> _Given request_
Reproduce the listing below line for line, leaving every character unchanged.
▼
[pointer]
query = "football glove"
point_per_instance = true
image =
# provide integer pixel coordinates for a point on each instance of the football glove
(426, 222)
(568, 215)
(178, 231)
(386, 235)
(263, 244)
▲
> _Result of the exercise_
[pointer]
query = "football glove"
point_per_instance = true
image =
# provide integer pixel coordinates for a point on each instance of the football glove
(426, 222)
(568, 215)
(178, 231)
(386, 235)
(263, 244)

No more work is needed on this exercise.